> _PROBLEM DESCRIPTION_
Without any alteration, retype the records that appear below.

> _RECORDS FOR PROCESSING_

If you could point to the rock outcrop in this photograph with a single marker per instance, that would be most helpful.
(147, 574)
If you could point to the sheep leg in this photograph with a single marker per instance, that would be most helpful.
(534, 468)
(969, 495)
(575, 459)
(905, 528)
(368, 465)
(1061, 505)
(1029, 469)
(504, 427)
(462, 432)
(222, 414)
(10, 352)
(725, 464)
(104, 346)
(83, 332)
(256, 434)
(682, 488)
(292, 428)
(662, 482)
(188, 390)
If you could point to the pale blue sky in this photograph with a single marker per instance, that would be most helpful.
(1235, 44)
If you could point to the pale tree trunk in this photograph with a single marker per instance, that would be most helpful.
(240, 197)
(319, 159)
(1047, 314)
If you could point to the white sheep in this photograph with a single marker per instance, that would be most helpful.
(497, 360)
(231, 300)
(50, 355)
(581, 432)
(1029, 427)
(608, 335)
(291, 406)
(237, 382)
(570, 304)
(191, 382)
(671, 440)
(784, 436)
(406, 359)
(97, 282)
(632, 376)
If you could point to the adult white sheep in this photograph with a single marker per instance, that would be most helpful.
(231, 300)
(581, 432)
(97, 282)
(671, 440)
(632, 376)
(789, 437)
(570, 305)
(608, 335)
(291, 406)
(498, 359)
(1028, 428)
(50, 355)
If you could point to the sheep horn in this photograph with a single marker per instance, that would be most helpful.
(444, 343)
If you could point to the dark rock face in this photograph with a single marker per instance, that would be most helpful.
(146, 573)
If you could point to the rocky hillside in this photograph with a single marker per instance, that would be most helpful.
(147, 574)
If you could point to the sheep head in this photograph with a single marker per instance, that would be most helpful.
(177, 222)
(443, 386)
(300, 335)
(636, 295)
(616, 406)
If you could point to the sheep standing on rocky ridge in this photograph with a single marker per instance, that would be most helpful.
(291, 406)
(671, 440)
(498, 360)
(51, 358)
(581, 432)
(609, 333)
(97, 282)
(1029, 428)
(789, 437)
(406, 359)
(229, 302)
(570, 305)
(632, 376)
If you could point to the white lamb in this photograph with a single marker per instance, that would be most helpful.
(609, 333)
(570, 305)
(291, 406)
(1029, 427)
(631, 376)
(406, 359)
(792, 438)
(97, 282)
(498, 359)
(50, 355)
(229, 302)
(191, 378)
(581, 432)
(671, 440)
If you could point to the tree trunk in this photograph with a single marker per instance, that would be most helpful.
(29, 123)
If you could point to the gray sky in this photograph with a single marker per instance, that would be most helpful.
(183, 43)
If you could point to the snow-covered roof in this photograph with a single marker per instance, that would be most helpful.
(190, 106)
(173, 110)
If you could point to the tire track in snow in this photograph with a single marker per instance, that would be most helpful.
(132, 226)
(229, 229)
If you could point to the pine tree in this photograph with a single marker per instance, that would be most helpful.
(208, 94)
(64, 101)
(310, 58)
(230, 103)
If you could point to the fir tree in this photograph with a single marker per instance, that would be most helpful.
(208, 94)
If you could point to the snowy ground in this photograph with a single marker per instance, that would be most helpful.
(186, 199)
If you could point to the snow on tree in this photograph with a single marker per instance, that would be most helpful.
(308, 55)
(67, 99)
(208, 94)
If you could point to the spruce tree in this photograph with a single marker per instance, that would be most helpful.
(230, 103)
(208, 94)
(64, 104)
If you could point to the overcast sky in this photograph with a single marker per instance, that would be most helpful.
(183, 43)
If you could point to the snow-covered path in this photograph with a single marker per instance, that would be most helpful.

> _ANSWER TO THE PROBLEM_
If you could point to the rock outcrop in this photograph with a single marker per instance, that would be most helpful.
(147, 574)
If you could point to the sheep leg in this photograph with a single marker per instance, that would be most helpful.
(534, 468)
(969, 495)
(575, 459)
(905, 528)
(368, 465)
(1061, 505)
(1029, 469)
(504, 427)
(462, 432)
(222, 414)
(10, 352)
(725, 464)
(104, 346)
(83, 332)
(256, 434)
(682, 488)
(292, 428)
(662, 482)
(188, 390)
If you could point to the pale blue sky in this photograph with a single marker per instance, that would be most helpful.
(1235, 44)
If you could point to the pale tree trunk in this photograph with a single marker per instance, that would be most helpful.
(240, 197)
(319, 159)
(1047, 314)
If you could point to the white sheep in this photograph with a single marker per instance, that would be most helpful.
(497, 360)
(231, 300)
(50, 355)
(581, 432)
(1029, 427)
(608, 335)
(291, 406)
(237, 382)
(570, 304)
(191, 382)
(671, 440)
(784, 436)
(406, 359)
(97, 282)
(632, 376)
If you could point to the adult white sheep in this photograph with a single marker per instance, that would be most helpful.
(231, 300)
(581, 432)
(97, 282)
(671, 440)
(632, 376)
(789, 437)
(570, 305)
(608, 335)
(291, 406)
(498, 359)
(1028, 428)
(50, 355)
If you could point to the sheep horn in this photograph with a single marker per instance, that would be most helpful.
(444, 343)
If you could point to the dark rock face in this photograph with a single marker per instance, that would be most helpful.
(146, 573)
If you could point to the rocky hillside in this photograph with a single marker per instance, that would be most helpful.
(147, 574)
If you could point to the sheep head in this photograph with a single marker per instance, that would be most helpful.
(177, 222)
(443, 386)
(300, 335)
(636, 295)
(616, 406)
If you could point to the sheep standing on rocky ridge in this photograph with a single marker per instance, that would be most helpful.
(291, 406)
(671, 440)
(498, 360)
(51, 358)
(581, 432)
(609, 333)
(97, 282)
(1029, 428)
(789, 437)
(406, 359)
(229, 302)
(570, 305)
(632, 376)
If you could point to the white lamb in this photograph with a single marker per instance, that would be most helpful.
(609, 333)
(570, 305)
(291, 406)
(1029, 427)
(631, 376)
(406, 359)
(792, 438)
(97, 282)
(498, 359)
(50, 355)
(229, 302)
(191, 378)
(581, 432)
(671, 440)
If you could point to the tree trunk in this photograph with a single marker per instance, that would be most helpful.
(29, 123)
If you could point to the gray sky in this photograph with a single marker per instance, that would be most helpful.
(183, 43)
If you could point to the snow-covered roof in this photograph with a single marker per instance, that would be most helpful.
(190, 106)
(173, 110)
If you could point to the tire track in snow in this photograph with a single marker per instance, that would be most helpful.
(132, 226)
(229, 229)
If you could point to the pine tree in this photograph with a single marker per instance, that would be most helpful.
(208, 94)
(64, 101)
(310, 58)
(230, 103)
If you could point to the fir tree in this photograph with a single marker per instance, that would be most helpful.
(208, 94)
If you could point to the snowy ground in this photograph with a single marker per instance, that would be most helpful.
(186, 199)
If you could point to the snow on tree in this photograph with a single marker per instance, that would be most helpful.
(308, 55)
(67, 99)
(208, 94)
If you could point to the spruce tree in this photograph with a single marker per instance, that would be most helpful.
(230, 103)
(208, 94)
(64, 104)
If you could point to the overcast sky in this photograph with a single marker per instance, that would be most helpful.
(183, 43)
If you could point to the snow-covered path in this photograph with a single marker per instance, that would be most helpful.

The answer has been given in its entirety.